## Excerpt provided:
In BNG, IPv6 ND supports both IPoE and PPPoE sessions. IPv6 ND provides Stateless Address autoconfiguration (SLAAC), which is used for assigning a prefix to the PPPoE subscriber.

Line Card Subscribers

BNG supports line card (LC) subscribers which are based on physical access interfaces. This support is in addition to supporting route processor (RP) subscribers, which are based on bundle access-interfaces. Apart from route switch processor (RSP), line cards also support session termination and control plane protocols. For LC subscribers, both control and data planes run on the same node and share the same CPU resource. In contrast, for bundle subscribers, the control plane runs completely on RSP, and the data plane runs completely on LC.

The number of LC subscribers sessions scales linearly with the number of line cards in the system. The maximum number of sessions for each LC is 64000. As more line cards are added to the system, the maximum number of sessions in the system reaches a multiple of 64000 subscribers, the multiplier being the number of line cards.

The calls-per-second (CPS) achieved for each chassis scales almost linearly with the number of line cards in the system. Linearity is not achieved for CPS because of the congestion in the communication channel, arising out of the large number of notifications sent out from LC to RSP.

From Cisco IOS XR Software Release 6.5.1 onwards, Subscriber Redundancy Group (SRG) is supported for LC subscriber sessions. For more information on this feature, see the chapter BNG Geo Redundancy in this guide.

External Interaction for LC Subscribers

As part of LC subscriber support, there are various interactions directly between LC and external servers such as RADIUS and DHCP servers. These interactions change the way how load balancing is done and the way CoA is handled.

Load Balancing

Because each LC control plane functions independently, with LC subscribers, any global configuration of RADIUS and DHCP servers does not result in load-balanced usage. It is possible that all LCs end up using the same RADIUS server. As a result, the user needs to carry out manual load balancing. This is done by creating different AAA groups and method lists using different sets of RADIUS servers, then assigning the AAA groups to different service profiles, and finally assigning these different service profiles to the access interfaces on different LCs. Similarly, for DHCP servers, the access interfaces on different LCs should have different profiles, each pointing to different DHCP servers.

Interaction with RADIUS Server

With the distributed model of interacting with RADIUS, the RADIUS client on BNG can be configured in two different ways. Either the entire BNG router shows up as one BNG to the RADIUS server (NAS-IP-Address ), or each LC appears as a different router. Currently, the CoAs can be handled only by the iEdge on the RSP. Each LC appearing as its NAS is not supported.

Address Pools

It is preferable to provide different address pools to different LCs so that they work completely independent of each other, without the need to perform significant messaging across nodes.

Benefits and Restrictions of Line Card Subscribers

Benefits of line card subscribers

These are some of the benefits of LC subscribers:

  • Subscribers built on bundle interfaces and line card physical interfaces can co-exist on the same router.

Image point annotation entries
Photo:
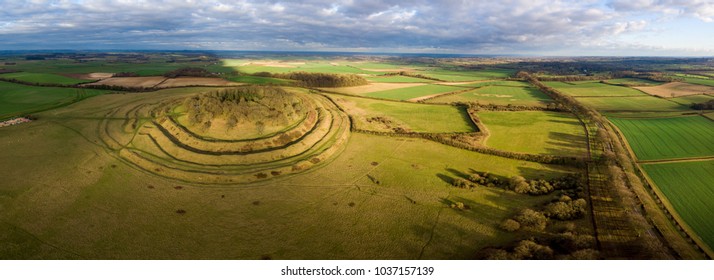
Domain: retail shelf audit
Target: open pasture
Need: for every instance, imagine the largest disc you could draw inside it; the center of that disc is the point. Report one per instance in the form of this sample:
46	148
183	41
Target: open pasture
677	89
16	99
593	89
396	79
668	138
498	95
632	82
535	132
43	78
688	100
688	188
384	116
373	87
102	207
412	92
642	103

## Required work:
A - In the excerpt on BNG line card subscribers, what is the maximum number of sessions for each line card?
B - Pick up the excerpt on BNG line card subscribers right after its last sentence and write the next part.

## Responses to the tasks:
A - 64000 sessions.

B -
  • Significant gain in performance because the control plane is distributed to multiple LCs. In aggregate, the entire chassis reaches much higher scale and performance than RSP-based subscribers.

  • Higher fault isolation on the router. The control plane runs in a distributed manner and therefore, failure of certain LCs does not affect subscriber sessions on other LCs in the system. In such cases, only the subscriber sessions built on that particular LC is lost.

  • Although the CPS achieved on a single LC is lower than the CPS achieved for RSP or Bundle subscribers, LC subscribers overcome the memory usage limit and CPS limit of RSP-based subscribers.

  • Provide enhanced multi-service edge (MSE) capability for the ASR9K router, by freeing up the CPU and memory resources on the centralized route processor (RP).

Restrictions of line card subscribers

LC subscriber support in BNG is subjected to these restrictions:

  • Bundles are not supported with LC subscribers.

  • LC subscribers support features that are available on bundle subscribers, except for multicast. If this feature is required for specific subscribers, then those subscribers must be built on bundle interfaces.

  • Routed subscriber sessions are not supported on LC subscribers.

High Availability for Line Card Subscribers

The high availability (HA) for line card subscribers is different from that for subscribers built on bundle interfaces because the subscribers are built on LCs. This table details the HA features of LC subscribers and bundle subscribers:

Table 7. High Availability for LC Subscribers and Bundle Subscribers
HA Feature Plane Bundle Subscribers Line Card Subscribers
Process restart

control

Subscriber session state is maintained. New subscriber bring up is delayed by a short time, depending on the component being restarted.

Behavior is the same as for bundle subscribers.

data

No impact to traffic.

No impact to traffic.

LC online insertion and removal (OIR)

control

No impact with multi-member bundles. Because control packet is not received, control plane cannot function with single member bundles. Session state is not lost because it is stored in RSP.

Control plane is down for new sessions, and all session states are lost for existing sessions. After LC OIR, the LC sessions are restored using DHCP shadow bindings in RP.

data

No impact with multi-member bundles. Data traffic is lost with single member bundles. Session state is not lost.

All traffic is lost

RP failover

control

Significant quiet time (currently more than 10 minutes) is expected before new sessions can be setup. Existing session state is not lost.

Very small impact (approximately 10 seconds) before new sessions can be setup; the delay is in connecting to RSP based servers, like RIB. Existing session state is not lost.

data

No impact to traffic.

No impact to traffic.

Static Sessions

BNG supports interface-based static sessions, where all traffic belonging to a particular VLAN sub-interface is treated as a single session. These sessions are created or deleted, based on the configuration of static session on the sub-interface (access-interface). The session establishment is triggered by creating a static subscriber configuration on a sub-interface; the session termination is triggered by removing that configuration.

The number of static sessions that can be created in a router is the same as the number of Bundle VLAN interfaces that can be present in the router.

Static sessions are present only in the control plane, mainly to provide access to AAA, CoA, and dynamic templates. These sessions have the same flexibility as other kinds of sessions (such as DHCP-triggered sessions and packet-triggered sessions) from the perspective of AAA, CoA, and other dynamic configuration changes.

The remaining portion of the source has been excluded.